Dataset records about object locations
━━━━

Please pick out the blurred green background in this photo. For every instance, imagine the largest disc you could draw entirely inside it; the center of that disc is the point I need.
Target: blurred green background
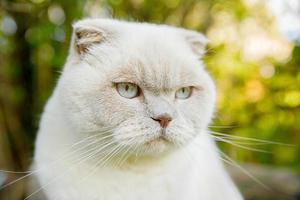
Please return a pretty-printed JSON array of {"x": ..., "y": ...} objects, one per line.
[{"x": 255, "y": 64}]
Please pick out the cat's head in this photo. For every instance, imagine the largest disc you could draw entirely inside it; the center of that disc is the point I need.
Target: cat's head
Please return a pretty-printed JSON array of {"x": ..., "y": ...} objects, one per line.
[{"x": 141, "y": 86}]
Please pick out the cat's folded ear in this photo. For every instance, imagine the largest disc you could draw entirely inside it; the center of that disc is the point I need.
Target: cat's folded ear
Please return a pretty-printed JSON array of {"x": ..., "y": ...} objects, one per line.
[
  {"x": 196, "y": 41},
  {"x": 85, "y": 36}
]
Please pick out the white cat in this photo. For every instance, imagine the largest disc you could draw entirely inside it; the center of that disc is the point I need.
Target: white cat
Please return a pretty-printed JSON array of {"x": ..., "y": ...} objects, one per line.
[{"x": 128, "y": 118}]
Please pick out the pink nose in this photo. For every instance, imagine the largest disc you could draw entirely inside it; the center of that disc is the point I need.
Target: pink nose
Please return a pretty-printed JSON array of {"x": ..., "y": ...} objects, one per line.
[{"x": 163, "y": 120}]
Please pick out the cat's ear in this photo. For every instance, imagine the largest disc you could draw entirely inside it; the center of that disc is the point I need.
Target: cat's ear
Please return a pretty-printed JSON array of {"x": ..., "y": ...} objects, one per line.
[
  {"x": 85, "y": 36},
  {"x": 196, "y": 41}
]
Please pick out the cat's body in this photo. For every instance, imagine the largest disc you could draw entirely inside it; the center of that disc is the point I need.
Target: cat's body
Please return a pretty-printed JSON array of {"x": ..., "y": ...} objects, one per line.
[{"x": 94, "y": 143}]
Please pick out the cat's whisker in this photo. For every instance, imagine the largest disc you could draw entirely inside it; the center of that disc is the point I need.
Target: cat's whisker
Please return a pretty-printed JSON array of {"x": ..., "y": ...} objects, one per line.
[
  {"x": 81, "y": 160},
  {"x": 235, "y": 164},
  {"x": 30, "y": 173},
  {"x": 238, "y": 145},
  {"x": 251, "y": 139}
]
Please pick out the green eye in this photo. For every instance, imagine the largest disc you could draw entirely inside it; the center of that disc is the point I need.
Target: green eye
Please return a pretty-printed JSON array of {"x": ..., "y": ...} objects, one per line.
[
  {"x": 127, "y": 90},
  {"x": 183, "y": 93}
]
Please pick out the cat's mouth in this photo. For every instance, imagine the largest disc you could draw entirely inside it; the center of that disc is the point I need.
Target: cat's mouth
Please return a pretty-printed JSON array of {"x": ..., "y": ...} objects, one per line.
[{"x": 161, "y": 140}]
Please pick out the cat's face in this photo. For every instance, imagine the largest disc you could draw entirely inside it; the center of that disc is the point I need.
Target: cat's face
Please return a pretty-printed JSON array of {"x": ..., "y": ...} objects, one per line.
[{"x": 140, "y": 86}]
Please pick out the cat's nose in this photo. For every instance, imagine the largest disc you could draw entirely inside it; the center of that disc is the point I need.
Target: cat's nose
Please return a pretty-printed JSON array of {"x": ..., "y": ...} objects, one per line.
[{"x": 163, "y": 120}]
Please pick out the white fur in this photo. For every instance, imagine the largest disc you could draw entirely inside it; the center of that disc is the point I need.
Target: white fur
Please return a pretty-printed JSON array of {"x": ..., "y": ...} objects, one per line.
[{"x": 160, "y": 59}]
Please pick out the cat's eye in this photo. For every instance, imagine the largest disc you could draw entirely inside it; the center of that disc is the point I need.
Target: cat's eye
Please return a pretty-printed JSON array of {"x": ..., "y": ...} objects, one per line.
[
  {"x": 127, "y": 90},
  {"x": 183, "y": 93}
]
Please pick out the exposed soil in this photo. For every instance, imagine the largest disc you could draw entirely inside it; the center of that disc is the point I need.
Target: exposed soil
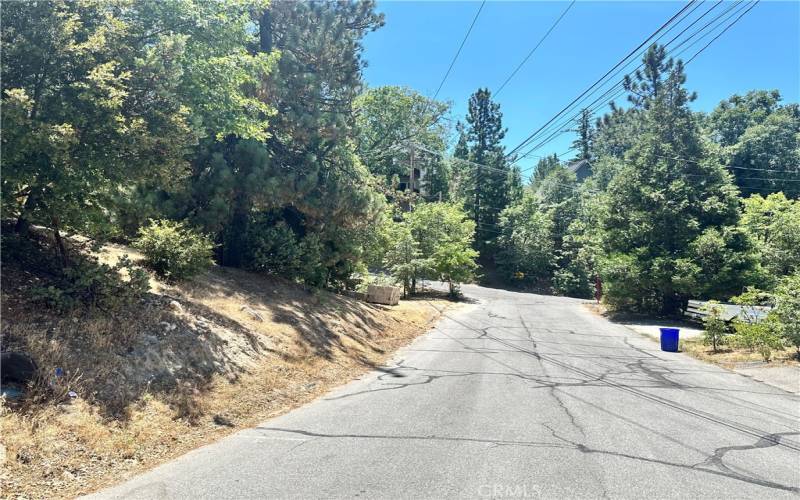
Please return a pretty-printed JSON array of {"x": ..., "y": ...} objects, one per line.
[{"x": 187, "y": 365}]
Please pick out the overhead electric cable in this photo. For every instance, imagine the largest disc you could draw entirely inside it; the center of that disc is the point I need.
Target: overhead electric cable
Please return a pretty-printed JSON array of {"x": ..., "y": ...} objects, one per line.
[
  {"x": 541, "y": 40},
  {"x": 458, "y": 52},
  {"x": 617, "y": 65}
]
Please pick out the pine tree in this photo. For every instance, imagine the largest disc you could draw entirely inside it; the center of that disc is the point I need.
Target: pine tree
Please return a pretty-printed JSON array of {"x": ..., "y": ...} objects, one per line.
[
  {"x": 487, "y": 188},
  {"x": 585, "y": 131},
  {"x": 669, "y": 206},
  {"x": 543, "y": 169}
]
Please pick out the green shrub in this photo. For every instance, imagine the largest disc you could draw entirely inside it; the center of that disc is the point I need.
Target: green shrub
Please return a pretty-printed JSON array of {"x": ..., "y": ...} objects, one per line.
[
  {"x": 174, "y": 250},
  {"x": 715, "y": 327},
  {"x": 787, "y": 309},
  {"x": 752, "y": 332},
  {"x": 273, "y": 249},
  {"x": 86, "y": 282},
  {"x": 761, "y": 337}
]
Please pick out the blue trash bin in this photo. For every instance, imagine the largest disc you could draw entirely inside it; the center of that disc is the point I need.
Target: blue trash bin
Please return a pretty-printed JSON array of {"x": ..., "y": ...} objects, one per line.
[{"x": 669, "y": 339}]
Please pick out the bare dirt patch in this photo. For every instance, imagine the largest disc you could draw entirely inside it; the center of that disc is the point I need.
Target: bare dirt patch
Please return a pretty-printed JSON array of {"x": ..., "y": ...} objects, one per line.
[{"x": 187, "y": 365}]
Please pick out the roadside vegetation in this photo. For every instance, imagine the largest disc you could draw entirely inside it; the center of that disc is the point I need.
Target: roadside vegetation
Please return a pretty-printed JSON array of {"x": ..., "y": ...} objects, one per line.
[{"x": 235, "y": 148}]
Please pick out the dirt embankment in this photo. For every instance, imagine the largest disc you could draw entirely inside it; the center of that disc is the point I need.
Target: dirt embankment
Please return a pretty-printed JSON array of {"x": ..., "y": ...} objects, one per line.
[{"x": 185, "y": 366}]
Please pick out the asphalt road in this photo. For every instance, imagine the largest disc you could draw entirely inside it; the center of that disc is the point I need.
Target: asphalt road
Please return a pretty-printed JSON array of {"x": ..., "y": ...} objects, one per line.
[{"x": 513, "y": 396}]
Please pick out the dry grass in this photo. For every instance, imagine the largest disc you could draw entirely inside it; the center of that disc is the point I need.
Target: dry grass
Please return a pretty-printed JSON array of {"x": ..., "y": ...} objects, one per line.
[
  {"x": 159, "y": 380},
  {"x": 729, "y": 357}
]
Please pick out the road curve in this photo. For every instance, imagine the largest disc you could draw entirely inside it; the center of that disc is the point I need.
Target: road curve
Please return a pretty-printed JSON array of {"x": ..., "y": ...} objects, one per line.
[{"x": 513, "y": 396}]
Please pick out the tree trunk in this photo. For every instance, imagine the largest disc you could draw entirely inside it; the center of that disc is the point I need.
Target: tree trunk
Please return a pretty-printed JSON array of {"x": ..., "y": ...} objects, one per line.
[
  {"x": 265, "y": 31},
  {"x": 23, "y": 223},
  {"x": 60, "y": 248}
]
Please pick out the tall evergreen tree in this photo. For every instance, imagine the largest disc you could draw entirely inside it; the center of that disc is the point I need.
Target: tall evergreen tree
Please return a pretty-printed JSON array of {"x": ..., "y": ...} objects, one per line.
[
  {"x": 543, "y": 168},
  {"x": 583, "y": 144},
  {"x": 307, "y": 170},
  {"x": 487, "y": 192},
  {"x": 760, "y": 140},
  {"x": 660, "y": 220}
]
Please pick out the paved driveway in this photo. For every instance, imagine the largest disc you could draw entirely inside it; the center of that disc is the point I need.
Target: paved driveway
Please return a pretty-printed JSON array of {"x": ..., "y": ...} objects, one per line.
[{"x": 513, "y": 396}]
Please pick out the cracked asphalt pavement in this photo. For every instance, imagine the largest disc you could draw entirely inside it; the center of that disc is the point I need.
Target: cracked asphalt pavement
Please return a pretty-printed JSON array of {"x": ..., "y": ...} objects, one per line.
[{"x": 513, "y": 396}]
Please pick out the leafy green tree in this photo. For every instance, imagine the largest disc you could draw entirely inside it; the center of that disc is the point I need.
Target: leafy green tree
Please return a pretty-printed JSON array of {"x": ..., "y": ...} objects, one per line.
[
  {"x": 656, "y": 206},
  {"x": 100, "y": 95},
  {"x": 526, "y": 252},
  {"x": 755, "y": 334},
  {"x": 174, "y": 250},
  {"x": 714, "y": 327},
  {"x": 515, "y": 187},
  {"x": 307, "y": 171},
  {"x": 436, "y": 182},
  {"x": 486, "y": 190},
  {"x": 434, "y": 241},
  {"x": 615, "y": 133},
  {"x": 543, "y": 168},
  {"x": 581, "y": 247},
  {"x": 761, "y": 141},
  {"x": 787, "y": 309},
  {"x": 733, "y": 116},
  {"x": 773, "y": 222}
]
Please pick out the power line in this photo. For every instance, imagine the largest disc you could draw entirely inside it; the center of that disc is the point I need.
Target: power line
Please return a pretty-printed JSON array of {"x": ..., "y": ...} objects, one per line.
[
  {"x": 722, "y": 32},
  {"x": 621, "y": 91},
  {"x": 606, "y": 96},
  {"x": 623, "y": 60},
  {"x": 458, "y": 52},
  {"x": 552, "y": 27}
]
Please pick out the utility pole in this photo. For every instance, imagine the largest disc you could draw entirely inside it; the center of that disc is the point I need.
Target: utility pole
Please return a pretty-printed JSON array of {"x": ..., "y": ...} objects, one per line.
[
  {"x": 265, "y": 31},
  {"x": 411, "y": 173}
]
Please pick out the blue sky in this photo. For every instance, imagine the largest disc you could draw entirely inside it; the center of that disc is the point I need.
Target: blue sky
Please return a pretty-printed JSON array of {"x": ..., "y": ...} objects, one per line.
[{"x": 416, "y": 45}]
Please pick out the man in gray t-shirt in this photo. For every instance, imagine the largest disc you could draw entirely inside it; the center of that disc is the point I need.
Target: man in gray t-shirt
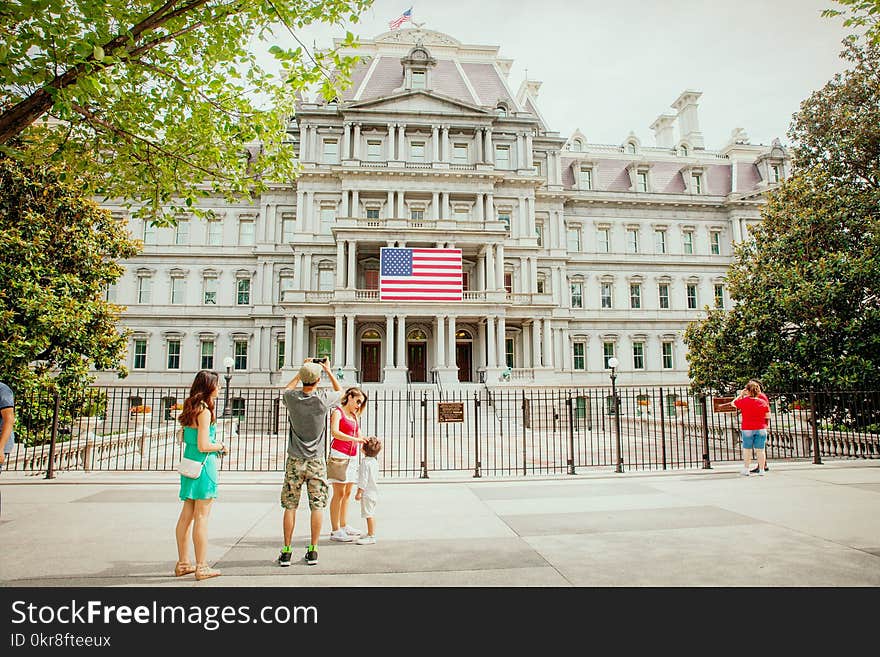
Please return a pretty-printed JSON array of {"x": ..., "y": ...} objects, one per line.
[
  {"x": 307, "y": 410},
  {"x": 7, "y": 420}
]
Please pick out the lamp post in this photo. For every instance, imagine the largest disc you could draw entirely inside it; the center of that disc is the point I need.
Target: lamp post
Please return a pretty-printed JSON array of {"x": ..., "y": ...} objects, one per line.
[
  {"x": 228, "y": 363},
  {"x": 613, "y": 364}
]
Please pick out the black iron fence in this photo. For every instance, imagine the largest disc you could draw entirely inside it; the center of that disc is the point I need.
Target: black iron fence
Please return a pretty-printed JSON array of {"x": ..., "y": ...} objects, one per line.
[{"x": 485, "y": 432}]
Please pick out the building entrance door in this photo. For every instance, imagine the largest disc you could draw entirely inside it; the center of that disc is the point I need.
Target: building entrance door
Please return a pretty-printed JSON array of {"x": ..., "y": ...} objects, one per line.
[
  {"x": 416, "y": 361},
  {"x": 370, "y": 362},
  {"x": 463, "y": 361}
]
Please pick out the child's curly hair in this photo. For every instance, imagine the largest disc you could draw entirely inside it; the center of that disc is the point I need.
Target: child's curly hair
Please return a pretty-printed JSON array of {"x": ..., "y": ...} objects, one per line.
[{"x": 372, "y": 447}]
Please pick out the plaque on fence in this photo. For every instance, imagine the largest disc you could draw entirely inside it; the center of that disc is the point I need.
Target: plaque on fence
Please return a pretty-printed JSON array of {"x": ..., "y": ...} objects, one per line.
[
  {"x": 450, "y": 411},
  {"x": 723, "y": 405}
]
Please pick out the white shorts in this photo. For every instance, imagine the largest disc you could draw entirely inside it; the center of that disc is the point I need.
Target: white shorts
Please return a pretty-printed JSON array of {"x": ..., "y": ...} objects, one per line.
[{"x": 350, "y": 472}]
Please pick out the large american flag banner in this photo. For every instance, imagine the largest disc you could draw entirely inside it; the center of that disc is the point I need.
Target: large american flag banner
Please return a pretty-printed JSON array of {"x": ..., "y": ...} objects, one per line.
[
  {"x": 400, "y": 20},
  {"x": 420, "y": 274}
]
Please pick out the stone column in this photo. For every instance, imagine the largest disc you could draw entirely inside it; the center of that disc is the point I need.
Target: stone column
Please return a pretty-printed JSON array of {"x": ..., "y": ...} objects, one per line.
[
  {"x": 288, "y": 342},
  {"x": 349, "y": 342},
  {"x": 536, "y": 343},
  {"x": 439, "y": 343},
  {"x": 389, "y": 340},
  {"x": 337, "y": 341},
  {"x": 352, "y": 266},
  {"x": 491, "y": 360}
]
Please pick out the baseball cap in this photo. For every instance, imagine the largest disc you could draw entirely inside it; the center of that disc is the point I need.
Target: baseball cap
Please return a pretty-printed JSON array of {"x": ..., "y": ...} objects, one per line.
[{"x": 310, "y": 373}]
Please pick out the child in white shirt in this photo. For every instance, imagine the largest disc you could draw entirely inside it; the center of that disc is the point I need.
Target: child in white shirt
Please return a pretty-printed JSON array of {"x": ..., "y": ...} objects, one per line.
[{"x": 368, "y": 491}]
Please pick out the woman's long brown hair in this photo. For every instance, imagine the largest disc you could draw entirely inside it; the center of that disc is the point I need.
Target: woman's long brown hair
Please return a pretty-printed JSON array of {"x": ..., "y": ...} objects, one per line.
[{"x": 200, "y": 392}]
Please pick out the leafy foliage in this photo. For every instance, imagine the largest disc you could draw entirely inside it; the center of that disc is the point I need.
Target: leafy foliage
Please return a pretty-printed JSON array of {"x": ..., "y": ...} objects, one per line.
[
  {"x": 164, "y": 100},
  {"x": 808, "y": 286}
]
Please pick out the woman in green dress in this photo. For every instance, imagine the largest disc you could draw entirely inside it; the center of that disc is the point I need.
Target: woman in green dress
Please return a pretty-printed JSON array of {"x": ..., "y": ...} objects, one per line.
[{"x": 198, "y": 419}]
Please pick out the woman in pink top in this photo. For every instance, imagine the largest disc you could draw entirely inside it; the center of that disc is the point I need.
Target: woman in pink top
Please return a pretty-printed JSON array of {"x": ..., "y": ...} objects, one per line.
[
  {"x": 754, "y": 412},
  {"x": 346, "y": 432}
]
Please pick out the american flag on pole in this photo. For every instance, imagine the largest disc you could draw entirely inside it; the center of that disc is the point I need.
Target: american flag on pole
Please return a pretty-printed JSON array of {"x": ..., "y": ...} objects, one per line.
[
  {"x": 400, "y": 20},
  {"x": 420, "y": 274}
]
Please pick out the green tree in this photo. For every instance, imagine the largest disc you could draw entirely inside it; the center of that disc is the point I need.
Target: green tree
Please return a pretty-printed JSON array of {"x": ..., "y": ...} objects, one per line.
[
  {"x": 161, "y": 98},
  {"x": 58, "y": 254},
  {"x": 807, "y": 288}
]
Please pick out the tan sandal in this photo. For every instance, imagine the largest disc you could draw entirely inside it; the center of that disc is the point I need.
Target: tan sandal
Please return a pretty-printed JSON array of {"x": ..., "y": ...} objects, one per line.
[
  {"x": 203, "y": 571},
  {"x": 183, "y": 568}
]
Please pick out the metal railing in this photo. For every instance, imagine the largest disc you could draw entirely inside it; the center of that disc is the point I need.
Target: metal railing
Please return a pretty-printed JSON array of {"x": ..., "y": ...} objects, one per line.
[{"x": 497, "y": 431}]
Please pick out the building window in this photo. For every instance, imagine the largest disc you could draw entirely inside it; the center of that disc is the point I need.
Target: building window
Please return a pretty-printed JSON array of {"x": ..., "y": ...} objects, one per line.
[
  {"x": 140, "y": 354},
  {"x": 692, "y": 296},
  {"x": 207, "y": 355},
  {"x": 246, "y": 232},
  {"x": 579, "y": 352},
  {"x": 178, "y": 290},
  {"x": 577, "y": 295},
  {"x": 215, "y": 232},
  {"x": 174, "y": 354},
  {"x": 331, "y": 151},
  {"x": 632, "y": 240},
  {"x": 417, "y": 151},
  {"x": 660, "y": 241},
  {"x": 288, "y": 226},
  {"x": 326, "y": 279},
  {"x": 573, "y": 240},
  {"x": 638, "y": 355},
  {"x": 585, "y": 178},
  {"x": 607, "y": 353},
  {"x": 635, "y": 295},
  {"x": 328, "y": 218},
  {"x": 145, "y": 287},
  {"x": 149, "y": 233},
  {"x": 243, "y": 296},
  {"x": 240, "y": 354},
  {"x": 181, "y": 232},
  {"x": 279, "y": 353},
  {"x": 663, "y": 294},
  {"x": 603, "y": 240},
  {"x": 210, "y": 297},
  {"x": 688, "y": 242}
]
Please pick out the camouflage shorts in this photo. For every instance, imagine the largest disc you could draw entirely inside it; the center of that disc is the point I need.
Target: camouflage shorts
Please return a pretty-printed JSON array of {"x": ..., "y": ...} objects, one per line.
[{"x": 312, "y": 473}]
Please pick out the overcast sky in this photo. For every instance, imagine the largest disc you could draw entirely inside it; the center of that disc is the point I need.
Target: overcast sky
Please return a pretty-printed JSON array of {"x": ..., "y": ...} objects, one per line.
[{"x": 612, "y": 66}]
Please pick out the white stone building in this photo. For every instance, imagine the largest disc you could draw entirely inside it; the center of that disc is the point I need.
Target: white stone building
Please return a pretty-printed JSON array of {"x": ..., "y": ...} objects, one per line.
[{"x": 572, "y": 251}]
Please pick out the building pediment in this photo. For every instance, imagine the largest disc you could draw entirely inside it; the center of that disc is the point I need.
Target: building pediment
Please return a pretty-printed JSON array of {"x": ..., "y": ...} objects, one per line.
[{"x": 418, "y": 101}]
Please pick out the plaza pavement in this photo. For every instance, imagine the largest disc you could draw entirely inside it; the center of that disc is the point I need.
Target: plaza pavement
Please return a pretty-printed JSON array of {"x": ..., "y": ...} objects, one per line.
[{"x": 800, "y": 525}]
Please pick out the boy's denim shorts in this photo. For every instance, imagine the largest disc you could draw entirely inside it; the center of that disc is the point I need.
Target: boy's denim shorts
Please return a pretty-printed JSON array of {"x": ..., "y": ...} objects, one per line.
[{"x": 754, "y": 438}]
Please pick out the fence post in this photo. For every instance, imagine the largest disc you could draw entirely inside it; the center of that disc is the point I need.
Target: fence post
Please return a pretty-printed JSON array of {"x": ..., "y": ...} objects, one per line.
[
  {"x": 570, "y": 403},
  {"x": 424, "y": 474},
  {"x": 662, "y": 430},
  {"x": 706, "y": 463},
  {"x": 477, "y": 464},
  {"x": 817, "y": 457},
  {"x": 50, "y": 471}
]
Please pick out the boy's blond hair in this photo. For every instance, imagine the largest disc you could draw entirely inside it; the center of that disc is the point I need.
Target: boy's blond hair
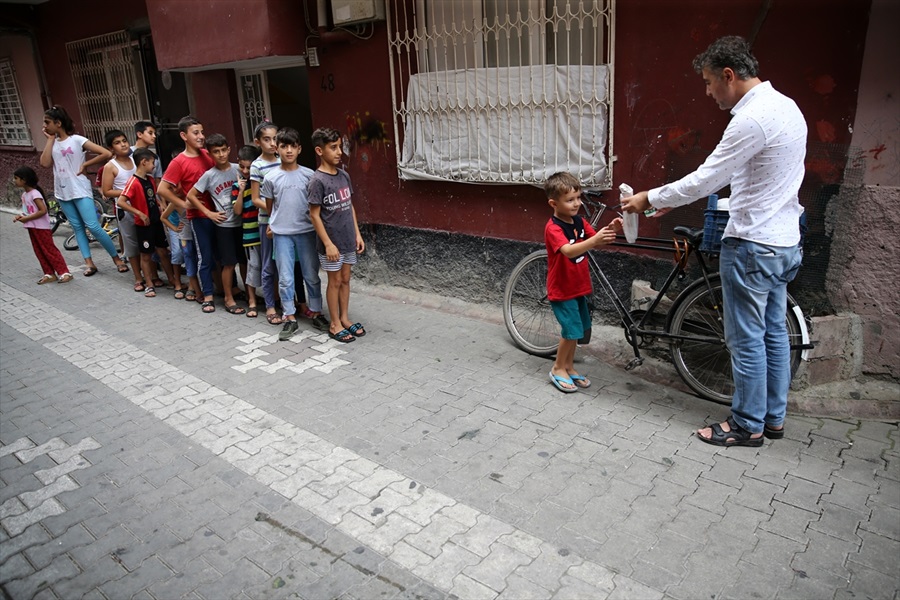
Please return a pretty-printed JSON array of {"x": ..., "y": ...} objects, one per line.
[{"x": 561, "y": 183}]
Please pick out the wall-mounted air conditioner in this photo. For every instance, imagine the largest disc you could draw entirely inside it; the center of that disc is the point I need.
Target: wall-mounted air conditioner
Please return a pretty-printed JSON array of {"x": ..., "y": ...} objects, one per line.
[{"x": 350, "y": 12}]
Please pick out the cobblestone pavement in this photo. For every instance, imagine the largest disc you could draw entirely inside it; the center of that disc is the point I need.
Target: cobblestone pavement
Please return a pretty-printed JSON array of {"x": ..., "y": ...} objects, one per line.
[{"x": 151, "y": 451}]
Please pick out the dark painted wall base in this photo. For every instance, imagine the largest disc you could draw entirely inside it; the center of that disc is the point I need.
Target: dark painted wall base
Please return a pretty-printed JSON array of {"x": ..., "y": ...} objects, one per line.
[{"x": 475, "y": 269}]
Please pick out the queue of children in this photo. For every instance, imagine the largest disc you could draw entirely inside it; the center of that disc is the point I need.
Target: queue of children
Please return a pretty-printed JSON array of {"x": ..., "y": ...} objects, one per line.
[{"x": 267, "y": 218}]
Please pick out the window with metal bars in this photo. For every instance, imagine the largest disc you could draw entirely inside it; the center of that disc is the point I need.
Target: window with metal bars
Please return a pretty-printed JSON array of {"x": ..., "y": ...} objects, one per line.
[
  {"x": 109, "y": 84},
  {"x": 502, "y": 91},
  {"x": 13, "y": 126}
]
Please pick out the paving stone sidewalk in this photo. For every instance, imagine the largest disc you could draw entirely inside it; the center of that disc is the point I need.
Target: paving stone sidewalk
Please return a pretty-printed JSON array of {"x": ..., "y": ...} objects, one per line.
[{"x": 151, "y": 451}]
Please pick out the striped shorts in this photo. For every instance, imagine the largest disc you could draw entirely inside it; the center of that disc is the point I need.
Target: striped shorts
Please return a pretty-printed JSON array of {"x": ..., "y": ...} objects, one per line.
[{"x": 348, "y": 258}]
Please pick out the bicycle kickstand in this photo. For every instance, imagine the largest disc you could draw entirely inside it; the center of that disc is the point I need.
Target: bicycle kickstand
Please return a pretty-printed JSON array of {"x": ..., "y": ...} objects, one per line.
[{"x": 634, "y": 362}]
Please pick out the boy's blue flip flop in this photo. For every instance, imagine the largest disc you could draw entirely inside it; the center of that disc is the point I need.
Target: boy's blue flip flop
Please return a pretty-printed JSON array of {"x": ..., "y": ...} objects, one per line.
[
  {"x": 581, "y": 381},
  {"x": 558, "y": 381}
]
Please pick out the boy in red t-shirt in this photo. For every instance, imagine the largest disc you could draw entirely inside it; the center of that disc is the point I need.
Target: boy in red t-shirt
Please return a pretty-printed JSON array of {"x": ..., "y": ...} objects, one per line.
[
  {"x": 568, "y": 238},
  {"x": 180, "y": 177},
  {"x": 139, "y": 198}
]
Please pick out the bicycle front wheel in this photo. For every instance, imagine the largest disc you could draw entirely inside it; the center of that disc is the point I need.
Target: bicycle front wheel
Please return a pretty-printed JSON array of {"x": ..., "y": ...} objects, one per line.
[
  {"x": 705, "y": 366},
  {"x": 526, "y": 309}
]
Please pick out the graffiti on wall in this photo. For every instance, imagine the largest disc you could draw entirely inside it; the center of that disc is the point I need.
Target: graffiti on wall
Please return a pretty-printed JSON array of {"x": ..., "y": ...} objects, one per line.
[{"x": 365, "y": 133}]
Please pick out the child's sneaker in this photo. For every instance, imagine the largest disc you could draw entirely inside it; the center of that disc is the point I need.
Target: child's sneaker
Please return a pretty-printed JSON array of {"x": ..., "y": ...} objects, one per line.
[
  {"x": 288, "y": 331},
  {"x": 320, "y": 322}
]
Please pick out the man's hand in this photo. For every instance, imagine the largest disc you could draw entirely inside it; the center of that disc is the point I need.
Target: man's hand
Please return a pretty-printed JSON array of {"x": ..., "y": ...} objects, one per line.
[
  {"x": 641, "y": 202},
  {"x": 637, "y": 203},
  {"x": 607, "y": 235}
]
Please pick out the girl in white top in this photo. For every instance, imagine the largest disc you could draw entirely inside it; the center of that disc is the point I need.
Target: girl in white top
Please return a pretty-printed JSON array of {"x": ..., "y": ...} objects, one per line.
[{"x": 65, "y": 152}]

━━━━

Write out once more the lines above beginning at the line with "Please pick out the child's sneaker"; continue through the final line and stop there.

— TASK RESPONSE —
Please pick out the child's sneaker in this photo. For every instance, imagine the largest disc you could draw entirely inside it; the center of that disc is the point I need.
Target: child's sneaker
Please return a pretty-printed JSON array of {"x": ..., "y": ...} objects, one per line.
[
  {"x": 288, "y": 331},
  {"x": 320, "y": 322}
]
Please pick out the man's hand in this photo. For every instance, imagine the largest disc you could draw entirely inside it; the center of that disc is the point I need.
Target: man's hand
Please return a pretty-printed JSON array of {"x": ..., "y": ...} objects, one per line.
[
  {"x": 641, "y": 202},
  {"x": 637, "y": 203},
  {"x": 607, "y": 235}
]
Please pick out the girl in white top in this photo. For every instance, imagine the largest disc you could draw entirely inside it; the center of that disc is the point I need.
Target: girl in white top
Please return a pretty-printed JSON array of {"x": ..., "y": ...} objects, one per line.
[{"x": 65, "y": 152}]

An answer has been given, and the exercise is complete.